:: PASSAGE GIVEN ::
# Captain Britain TV series coming?



## Brian G Turner (Jun 12, 2016)

A general reflection on Captain Britain by the BBC - which includes talk of a TV series:
The reinvention of Captain Britain - BBC News



> "we are in the very early stages. We are working on a script and working on a budget, and looking to put the idea to Marvel early in 2017"



Captain Britain is one of those characters who has so much potential, but is rarely used. As Chris Claremont points out, Captain Britain is about



> "not just defending Britain but defending the world from pan-dimensional surprises", in a way similar to the example of the latest reboot of Doctor Who, which has played around with time and parallel universes."



Would love to see something develop - but Captain Britain has always been difficult to develop. 

More on the Captain Britain comics here: Captain Britain


----------



## BAYLOR (Jun 12, 2016)

That would be really cool . I hope it becomes reality.


----------



## Dave (Jun 13, 2016)

Does he support Brexit or Remain?


----------



## HareBrain (Jun 13, 2016)

Dave said:


> Does he support Brexit or Remain?



If he was a real superhero he'd go back in time and lobotomise anyone who thought of suggesting a referendum in the first place.

:: EXERCISE DESCRIPTION ::
Answer these questions from the thread about a Captain Britain TV series:
(a) When do those developing the series hope to put the idea to Marvel?
(b) According to the quotation attributed to Chris Claremont, what is Captain Britain about besides defending Britain?
(c) Between which two options does Dave ask Captain Britain's position?
The material that follows bears no relation to the thread about a Captain Britain TV series.

:: RECORDED INFORMATION ::

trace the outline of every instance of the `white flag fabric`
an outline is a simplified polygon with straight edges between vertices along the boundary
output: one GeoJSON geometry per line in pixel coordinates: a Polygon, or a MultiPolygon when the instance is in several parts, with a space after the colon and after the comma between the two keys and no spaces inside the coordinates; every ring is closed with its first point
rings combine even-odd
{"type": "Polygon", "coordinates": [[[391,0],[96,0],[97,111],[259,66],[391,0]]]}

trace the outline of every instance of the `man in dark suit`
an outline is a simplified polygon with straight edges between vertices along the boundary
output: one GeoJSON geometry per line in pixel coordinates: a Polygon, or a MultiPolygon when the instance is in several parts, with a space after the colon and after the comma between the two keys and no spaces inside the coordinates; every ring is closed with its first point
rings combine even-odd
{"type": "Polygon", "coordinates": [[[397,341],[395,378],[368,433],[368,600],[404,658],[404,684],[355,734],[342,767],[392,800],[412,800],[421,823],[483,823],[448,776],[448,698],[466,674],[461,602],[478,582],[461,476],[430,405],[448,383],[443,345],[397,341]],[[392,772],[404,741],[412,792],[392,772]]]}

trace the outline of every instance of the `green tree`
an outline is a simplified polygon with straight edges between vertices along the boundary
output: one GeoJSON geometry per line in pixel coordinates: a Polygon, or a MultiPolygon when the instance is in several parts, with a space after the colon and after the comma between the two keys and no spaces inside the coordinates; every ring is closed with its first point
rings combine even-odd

---

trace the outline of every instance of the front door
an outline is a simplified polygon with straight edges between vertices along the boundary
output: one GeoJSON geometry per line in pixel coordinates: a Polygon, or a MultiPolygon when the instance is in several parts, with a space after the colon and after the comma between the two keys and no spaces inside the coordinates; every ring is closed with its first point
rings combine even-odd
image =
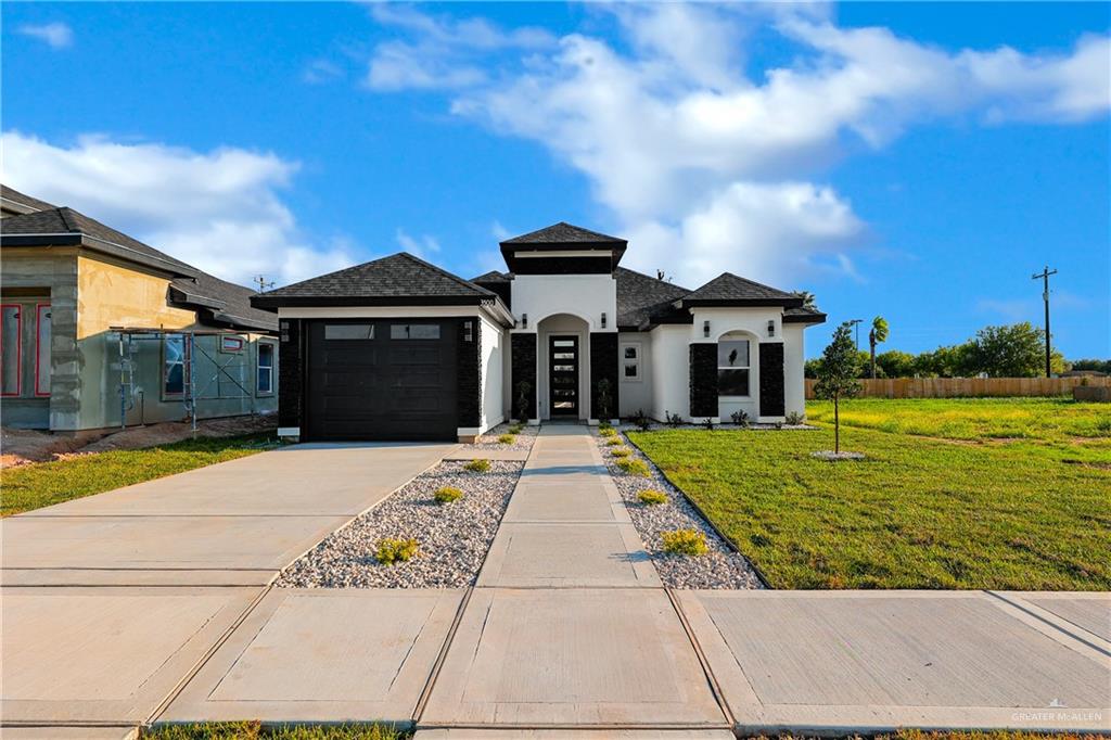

==

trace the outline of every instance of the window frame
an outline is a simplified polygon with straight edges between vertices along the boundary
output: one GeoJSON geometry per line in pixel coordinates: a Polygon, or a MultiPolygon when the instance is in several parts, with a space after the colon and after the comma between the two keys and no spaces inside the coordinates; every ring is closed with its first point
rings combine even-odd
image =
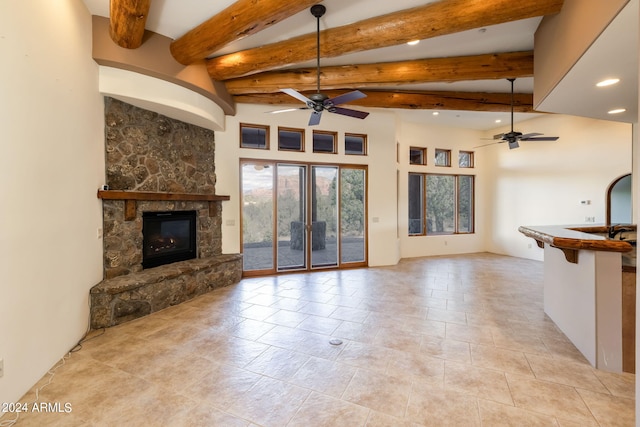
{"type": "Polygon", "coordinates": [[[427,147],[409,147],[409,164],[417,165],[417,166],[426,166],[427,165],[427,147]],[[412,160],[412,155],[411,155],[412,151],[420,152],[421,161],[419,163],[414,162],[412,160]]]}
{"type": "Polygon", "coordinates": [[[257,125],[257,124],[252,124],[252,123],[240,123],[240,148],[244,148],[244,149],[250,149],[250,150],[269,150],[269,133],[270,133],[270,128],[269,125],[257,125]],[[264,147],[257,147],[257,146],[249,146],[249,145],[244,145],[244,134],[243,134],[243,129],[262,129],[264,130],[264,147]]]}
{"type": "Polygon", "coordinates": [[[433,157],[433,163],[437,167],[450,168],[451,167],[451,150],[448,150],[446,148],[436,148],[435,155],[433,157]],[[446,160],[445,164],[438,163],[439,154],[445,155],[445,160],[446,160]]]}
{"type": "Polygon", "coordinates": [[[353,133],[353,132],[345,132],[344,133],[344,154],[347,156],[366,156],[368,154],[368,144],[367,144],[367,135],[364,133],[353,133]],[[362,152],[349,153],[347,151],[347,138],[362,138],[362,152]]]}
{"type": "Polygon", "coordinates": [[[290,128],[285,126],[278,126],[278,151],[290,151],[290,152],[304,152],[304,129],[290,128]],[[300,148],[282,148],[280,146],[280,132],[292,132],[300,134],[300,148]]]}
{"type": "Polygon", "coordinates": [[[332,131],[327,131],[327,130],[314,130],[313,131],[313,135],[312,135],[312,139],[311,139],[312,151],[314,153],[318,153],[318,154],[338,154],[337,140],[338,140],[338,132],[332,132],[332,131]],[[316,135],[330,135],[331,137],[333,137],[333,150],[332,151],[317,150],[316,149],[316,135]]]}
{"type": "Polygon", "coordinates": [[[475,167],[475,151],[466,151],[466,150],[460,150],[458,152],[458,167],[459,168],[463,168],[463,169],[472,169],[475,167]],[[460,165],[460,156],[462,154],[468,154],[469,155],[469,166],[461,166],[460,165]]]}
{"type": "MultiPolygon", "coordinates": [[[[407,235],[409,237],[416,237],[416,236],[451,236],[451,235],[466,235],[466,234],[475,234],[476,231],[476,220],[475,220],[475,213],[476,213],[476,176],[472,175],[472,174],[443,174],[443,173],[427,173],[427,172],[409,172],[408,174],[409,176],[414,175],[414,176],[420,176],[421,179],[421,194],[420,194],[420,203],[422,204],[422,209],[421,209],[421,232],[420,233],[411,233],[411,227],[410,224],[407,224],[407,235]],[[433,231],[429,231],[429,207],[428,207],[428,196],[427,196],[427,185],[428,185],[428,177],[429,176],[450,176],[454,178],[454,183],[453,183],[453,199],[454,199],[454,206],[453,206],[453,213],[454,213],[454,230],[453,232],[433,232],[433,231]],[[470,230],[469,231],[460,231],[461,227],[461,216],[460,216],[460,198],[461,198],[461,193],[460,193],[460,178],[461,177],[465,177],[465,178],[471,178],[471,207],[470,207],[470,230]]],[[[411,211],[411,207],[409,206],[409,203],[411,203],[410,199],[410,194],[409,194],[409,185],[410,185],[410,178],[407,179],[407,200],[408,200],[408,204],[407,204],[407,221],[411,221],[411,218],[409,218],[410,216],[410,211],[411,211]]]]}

:: RESULT OF THE EXERCISE ::
(a) Early in 2017.
(b) Defending the world from pan-dimensional surprises.
(c) Brexit or Remain.